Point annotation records
--- Begin ---
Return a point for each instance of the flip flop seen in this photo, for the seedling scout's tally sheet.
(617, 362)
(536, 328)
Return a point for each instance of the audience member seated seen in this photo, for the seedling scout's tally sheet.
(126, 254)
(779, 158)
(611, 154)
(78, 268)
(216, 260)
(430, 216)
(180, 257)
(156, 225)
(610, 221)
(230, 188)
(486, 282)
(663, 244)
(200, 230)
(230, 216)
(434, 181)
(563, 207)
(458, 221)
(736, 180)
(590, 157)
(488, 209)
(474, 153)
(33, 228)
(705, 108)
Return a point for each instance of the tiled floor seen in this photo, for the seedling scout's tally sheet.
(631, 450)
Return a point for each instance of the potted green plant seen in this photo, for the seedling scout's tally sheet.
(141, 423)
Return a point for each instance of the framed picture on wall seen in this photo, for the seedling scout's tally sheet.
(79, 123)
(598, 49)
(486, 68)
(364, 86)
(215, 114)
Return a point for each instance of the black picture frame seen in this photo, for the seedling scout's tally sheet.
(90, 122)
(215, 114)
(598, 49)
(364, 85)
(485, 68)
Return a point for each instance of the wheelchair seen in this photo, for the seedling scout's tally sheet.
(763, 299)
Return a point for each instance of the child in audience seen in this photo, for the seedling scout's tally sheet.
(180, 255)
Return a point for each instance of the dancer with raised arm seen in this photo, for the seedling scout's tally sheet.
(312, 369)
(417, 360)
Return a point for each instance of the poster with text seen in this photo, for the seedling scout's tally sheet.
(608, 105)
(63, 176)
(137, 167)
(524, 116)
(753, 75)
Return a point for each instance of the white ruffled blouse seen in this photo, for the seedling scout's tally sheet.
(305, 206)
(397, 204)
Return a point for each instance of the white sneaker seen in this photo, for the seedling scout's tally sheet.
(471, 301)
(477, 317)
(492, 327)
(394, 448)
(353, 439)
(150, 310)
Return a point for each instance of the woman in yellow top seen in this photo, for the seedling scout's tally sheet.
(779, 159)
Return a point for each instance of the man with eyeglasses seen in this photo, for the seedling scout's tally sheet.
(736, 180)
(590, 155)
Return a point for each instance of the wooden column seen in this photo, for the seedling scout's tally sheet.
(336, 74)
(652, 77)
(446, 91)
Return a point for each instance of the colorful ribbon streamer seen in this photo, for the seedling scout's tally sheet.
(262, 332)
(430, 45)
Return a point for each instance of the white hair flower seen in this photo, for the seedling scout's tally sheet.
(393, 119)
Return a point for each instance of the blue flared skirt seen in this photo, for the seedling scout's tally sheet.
--- End ---
**WRITTEN INSTRUCTION**. Output all of the material, please, exactly as it stands.

**FULL SOLUTION**.
Return a point for each instance of the flip flop seen in this photo, for the seedling scout's tally sheet.
(617, 362)
(536, 328)
Return a point for each instance of the audience member seated seen in this photo, for the seedling scout's tally sheet.
(126, 254)
(779, 158)
(611, 154)
(78, 268)
(216, 260)
(430, 216)
(180, 257)
(156, 225)
(610, 221)
(230, 188)
(486, 282)
(663, 244)
(200, 230)
(230, 216)
(434, 181)
(563, 207)
(458, 221)
(736, 180)
(590, 157)
(488, 209)
(474, 153)
(33, 228)
(705, 108)
Return a point for each instance of the tiled floor seen in this photo, for the seedling scout's tally sheet.
(631, 450)
Return a point for each instance of the potted green plant seen in this photo, for the seedling scout's tally sheet.
(141, 423)
Return a point for each instance of the framed picture on wall seen in this photo, for the seedling scout's tally sheet.
(79, 123)
(598, 49)
(486, 68)
(364, 86)
(215, 114)
Return a point for each instance of the black picture frame seen in this photo, for the seedling scout's tally sheet.
(90, 122)
(215, 114)
(598, 49)
(364, 85)
(485, 68)
Return a point for each instance of the wheelchair seen in this photo, for the seedling scout's tally sheet.
(763, 299)
Return a point for each instance of the child in audience seen in this photo, for the seedling scout's tally sheet.
(180, 255)
Return a point for each instance of the dancer with raised arm seen in this photo, for the seedling scout's tally sheet.
(312, 369)
(417, 360)
Return a point for each instance of the poster with text seen in this photo, for the seedling scout's tally sheet.
(608, 105)
(63, 176)
(137, 167)
(524, 116)
(753, 75)
Return a point for each instance of the white ruffled blouse seen in this photo, for the seedling scout's tally sheet.
(305, 206)
(397, 204)
Return a point for each instance of the white sneaker seen in this photo, for the seedling scout's tally sheet.
(471, 301)
(477, 317)
(492, 327)
(394, 448)
(353, 439)
(150, 310)
Return a point for each instance of the woman in yellow top seen in this photo, for the seedling scout's tally sheet.
(779, 159)
Return a point for each instance of the man with eyeglasses seen in this photo, for the seedling scout's tally sheet.
(736, 180)
(590, 155)
Return a point for each instance of the wooden column seen in this photo, for the seedling scout's tally sheet.
(336, 74)
(652, 77)
(446, 91)
Return a point for each instance of the colorful ribbon streamer seen in this photo, for the seedling scout's tally sheet.
(262, 332)
(430, 45)
Return a point for each instance of the white hair flower seen in this photo, for the seedling scout's tally sheet.
(393, 119)
Return a point for each instance of the blue flared skirt seen in this photo, for the seedling scout's tally sheet.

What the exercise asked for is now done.